[SELECTED EXTRACT]:

┄┄┄┄┄┄

The Manager has produced a number of plans to manage this situation which could produce a positive outcome over the longer-term and negotiations are ongoing. There will be a short-term fall in rental income and there has been a fall in the market values of the properties to reflect this.
Borrowings and Loan Refinancing
The Group’s available borrowings comprise a £260 million term loan with Legal & General Pensions Limited, maturing on 31 December 2024, and both a £50 million term loan facility and an undrawn £50 million revolving credit facility with Barclays, available until June 2021. The Group’s total loan to value, net of cash, was 21.2 per cent at the end of the year. The weighted average interest rate on the Group’s total current borrowings is 3.3 per cent.
Dividends and Dividend Cover
Twelve monthly interim dividends, each of 0.5p per share, were paid during the year. This maintains the annual dividend of 6.0p per share since 2006 and provides a dividend yield of 4.8 per cent based on the year-end share price. Barring unforeseen circumstances, the Board intends that dividends in 2019 will continue to be paid monthly at the same rate.

┄┄┄┄┄┄

[DATA LINES]:
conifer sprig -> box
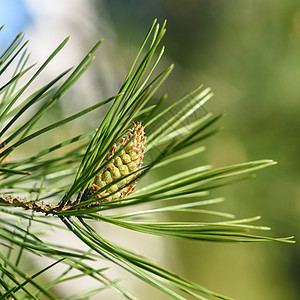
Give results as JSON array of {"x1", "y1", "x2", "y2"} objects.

┄┄┄┄┄┄

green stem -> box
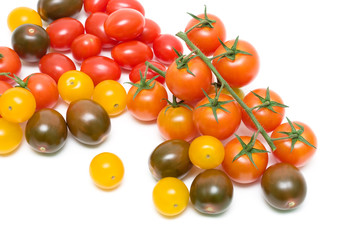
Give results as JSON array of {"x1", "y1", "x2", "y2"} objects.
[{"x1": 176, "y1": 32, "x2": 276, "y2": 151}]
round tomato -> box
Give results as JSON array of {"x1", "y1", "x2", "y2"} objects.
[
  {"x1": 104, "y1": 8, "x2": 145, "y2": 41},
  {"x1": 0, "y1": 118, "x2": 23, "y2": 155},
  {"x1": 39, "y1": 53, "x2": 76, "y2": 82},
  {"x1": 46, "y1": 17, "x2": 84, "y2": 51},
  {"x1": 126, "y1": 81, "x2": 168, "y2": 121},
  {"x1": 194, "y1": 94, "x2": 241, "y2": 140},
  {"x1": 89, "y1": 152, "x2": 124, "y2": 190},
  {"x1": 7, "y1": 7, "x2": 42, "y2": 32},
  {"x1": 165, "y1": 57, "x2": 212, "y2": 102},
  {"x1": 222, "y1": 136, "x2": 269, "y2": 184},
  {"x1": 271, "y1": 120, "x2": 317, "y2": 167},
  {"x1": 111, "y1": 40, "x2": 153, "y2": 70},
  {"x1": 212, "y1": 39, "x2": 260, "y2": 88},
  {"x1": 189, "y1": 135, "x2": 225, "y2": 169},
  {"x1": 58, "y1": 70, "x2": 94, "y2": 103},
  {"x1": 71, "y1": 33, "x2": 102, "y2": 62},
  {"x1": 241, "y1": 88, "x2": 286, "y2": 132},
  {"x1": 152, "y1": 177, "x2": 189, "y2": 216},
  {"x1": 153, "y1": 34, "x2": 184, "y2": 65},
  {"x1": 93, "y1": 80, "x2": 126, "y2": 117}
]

┄┄┄┄┄┄

[TASK SET]:
**A)** From the results excerpt, transcribe the passage starting with "The Manager has" and going on through "to reflect this.".
**B)** According to the results excerpt, why has there been a fall in the market values of the properties? Answer in one to three sentences.

[OUTPUTS IN ORDER]:
**A)**
The Manager has produced a number of plans to manage this situation which could produce a positive outcome over the longer-term and negotiations are ongoing. There will be a short-term fall in rental income and there has been a fall in the market values of the properties to reflect this.

**B)** The market values of the properties have fallen to reflect a short-term fall in rental income.